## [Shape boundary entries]

########

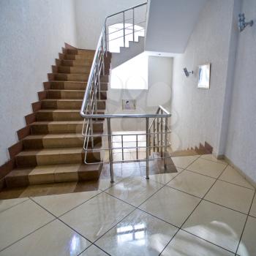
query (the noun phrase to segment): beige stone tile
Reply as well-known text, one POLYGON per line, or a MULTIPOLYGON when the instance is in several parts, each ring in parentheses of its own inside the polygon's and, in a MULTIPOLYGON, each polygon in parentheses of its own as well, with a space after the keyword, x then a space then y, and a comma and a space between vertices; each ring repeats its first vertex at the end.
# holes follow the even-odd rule
POLYGON ((96 242, 113 256, 159 255, 178 229, 138 209, 96 242))
POLYGON ((27 200, 28 197, 23 198, 14 198, 14 199, 7 199, 7 200, 0 200, 0 214, 1 212, 16 206, 20 203, 23 203, 27 200))
POLYGON ((0 214, 0 250, 50 222, 54 217, 29 200, 0 214))
POLYGON ((217 181, 205 198, 223 206, 248 214, 254 191, 222 181, 217 181))
POLYGON ((256 255, 256 219, 249 217, 238 249, 240 256, 256 255))
POLYGON ((105 253, 102 250, 99 249, 92 244, 88 249, 86 249, 80 256, 107 256, 108 255, 105 253))
POLYGON ((246 215, 203 200, 182 229, 236 252, 246 215))
POLYGON ((179 174, 183 169, 176 167, 178 172, 177 173, 161 173, 161 174, 154 174, 150 175, 149 179, 151 179, 154 181, 161 183, 162 184, 165 185, 167 184, 171 179, 176 177, 178 174, 179 174))
POLYGON ((236 169, 228 165, 219 178, 222 181, 233 183, 234 184, 254 189, 252 184, 246 181, 236 169))
POLYGON ((202 158, 197 159, 187 169, 200 174, 217 178, 225 168, 227 165, 206 160, 202 158))
POLYGON ((105 192, 132 206, 138 206, 162 187, 162 184, 146 180, 144 177, 129 177, 105 192))
POLYGON ((89 241, 95 241, 133 210, 134 207, 102 192, 61 219, 89 241))
POLYGON ((180 227, 199 202, 197 197, 164 187, 140 206, 140 208, 180 227))
POLYGON ((210 160, 210 161, 213 161, 215 162, 219 162, 219 163, 227 165, 226 161, 225 161, 224 159, 217 159, 212 154, 202 154, 201 157, 200 157, 203 158, 206 160, 210 160))
POLYGON ((167 185, 197 197, 203 197, 215 181, 215 178, 185 170, 167 185))
POLYGON ((56 217, 59 217, 99 193, 99 190, 35 197, 33 200, 56 217))
POLYGON ((58 219, 1 252, 2 256, 78 255, 91 243, 58 219))
POLYGON ((200 239, 185 231, 179 230, 162 252, 162 256, 232 256, 234 254, 200 239))
POLYGON ((252 204, 252 208, 249 211, 249 214, 251 216, 253 216, 254 217, 256 217, 256 196, 255 195, 252 204))
POLYGON ((198 156, 175 157, 171 157, 174 165, 180 168, 186 169, 189 165, 195 162, 198 156))

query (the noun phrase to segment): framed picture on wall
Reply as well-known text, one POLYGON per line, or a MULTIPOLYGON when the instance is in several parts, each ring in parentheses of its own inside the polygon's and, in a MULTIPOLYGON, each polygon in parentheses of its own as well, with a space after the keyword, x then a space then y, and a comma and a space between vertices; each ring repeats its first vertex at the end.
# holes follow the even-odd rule
POLYGON ((210 89, 211 63, 200 65, 198 67, 198 85, 197 88, 210 89))
POLYGON ((135 110, 135 99, 123 99, 122 109, 123 110, 135 110))

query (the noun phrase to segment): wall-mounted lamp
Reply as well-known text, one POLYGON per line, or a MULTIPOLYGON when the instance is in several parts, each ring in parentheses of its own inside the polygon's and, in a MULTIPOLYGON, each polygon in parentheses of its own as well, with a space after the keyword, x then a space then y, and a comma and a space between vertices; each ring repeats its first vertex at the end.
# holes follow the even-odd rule
POLYGON ((189 78, 191 75, 194 74, 194 71, 187 71, 187 67, 184 67, 183 70, 184 71, 187 78, 189 78))
POLYGON ((241 32, 248 25, 249 26, 252 26, 253 25, 252 20, 249 22, 245 21, 244 13, 240 13, 238 18, 238 29, 240 32, 241 32))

########

## [TASK DETAILS]
Rewrite all of the lines above, replacing each occurrence of "noun phrase" with "expression" and leaving everything else unchanged. Omit the pictures from your answer.

## [FINISHED EXERCISE]
query (the expression to segment): beige stone tile
Reply as well-known text, one POLYGON per line, or a MULTIPOLYGON when the instance is in several parts, each ring in parentheses of its own inside the polygon's and, in a MULTIPOLYGON, each polygon in parentheses of its own as well, with a space after the keyword, x then a space then y, and a comma and a space between vertices; each ring repeats its first vertex at the end.
# holes follow the even-odd rule
POLYGON ((96 242, 113 256, 159 255, 178 229, 138 209, 96 242))
POLYGON ((27 200, 28 197, 23 198, 14 198, 14 199, 7 199, 7 200, 0 200, 0 214, 1 212, 16 206, 20 203, 23 203, 27 200))
POLYGON ((0 214, 0 250, 50 222, 54 217, 29 200, 0 214))
POLYGON ((217 181, 205 198, 223 206, 248 214, 254 191, 222 181, 217 181))
POLYGON ((256 255, 256 219, 249 217, 238 249, 240 256, 256 255))
POLYGON ((105 253, 102 250, 99 249, 92 244, 88 249, 86 249, 80 256, 107 256, 108 255, 105 253))
POLYGON ((246 215, 203 200, 182 229, 236 252, 246 215))
POLYGON ((179 174, 183 169, 176 167, 178 172, 177 173, 161 173, 161 174, 154 174, 150 175, 149 179, 151 179, 154 181, 161 183, 162 184, 165 185, 167 184, 171 179, 176 177, 178 174, 179 174))
POLYGON ((236 169, 228 165, 219 178, 222 181, 233 183, 234 184, 254 189, 252 184, 246 181, 236 169))
POLYGON ((202 158, 197 159, 187 169, 200 174, 217 178, 225 168, 227 165, 206 160, 202 158))
POLYGON ((105 192, 132 206, 138 206, 162 187, 162 184, 146 180, 144 177, 129 177, 105 192))
POLYGON ((89 241, 95 241, 133 210, 134 207, 102 192, 61 219, 89 241))
POLYGON ((180 227, 199 202, 197 197, 164 187, 140 206, 140 208, 180 227))
POLYGON ((210 160, 210 161, 213 161, 215 162, 219 162, 219 163, 227 165, 226 161, 225 161, 224 159, 217 159, 212 154, 202 154, 201 157, 200 157, 203 158, 206 160, 210 160))
POLYGON ((167 185, 197 197, 203 197, 215 181, 215 178, 185 170, 167 185))
POLYGON ((56 217, 59 217, 99 193, 99 190, 35 197, 33 200, 56 217))
POLYGON ((58 219, 1 252, 2 256, 78 255, 91 243, 58 219))
POLYGON ((200 239, 185 231, 179 230, 162 252, 162 256, 232 256, 234 254, 200 239))
POLYGON ((252 204, 252 208, 249 211, 249 214, 251 216, 253 216, 254 217, 256 217, 256 196, 255 195, 252 204))
POLYGON ((198 156, 175 157, 171 157, 174 165, 180 168, 186 169, 189 165, 195 162, 198 156))

query (the expression to segment): framed picture on wall
Reply as well-known text, one POLYGON per line, or a MULTIPOLYGON when the instance is in several parts, each ring in parentheses of its own inside the polygon's and, in a MULTIPOLYGON, each polygon in parentheses of its own as well, with a space after the keyword, x then a space then y, and a comma and a space between vertices; each ring repeats its first vertex at the end.
# holes follow the even-odd rule
POLYGON ((210 89, 211 63, 200 65, 198 67, 198 85, 197 88, 210 89))
POLYGON ((135 110, 135 99, 123 99, 122 109, 123 110, 135 110))

query (the expression to segment): wall-mounted lamp
Reply as well-known text, one POLYGON per line, or a MULTIPOLYGON when the instance is in several parts, each ring in parentheses of its own inside the polygon's and, in a MULTIPOLYGON, each polygon in parentheses of its own as well, with a space after the keyword, x then a space then y, and a comma and a space between vertices; each ring repeats its first vertex at the end.
# holes follow the even-odd rule
POLYGON ((189 78, 191 75, 194 74, 194 71, 187 71, 187 67, 184 67, 183 70, 184 71, 187 78, 189 78))
POLYGON ((241 32, 248 25, 249 26, 252 26, 253 25, 252 20, 249 22, 245 21, 244 13, 240 13, 238 18, 238 29, 240 32, 241 32))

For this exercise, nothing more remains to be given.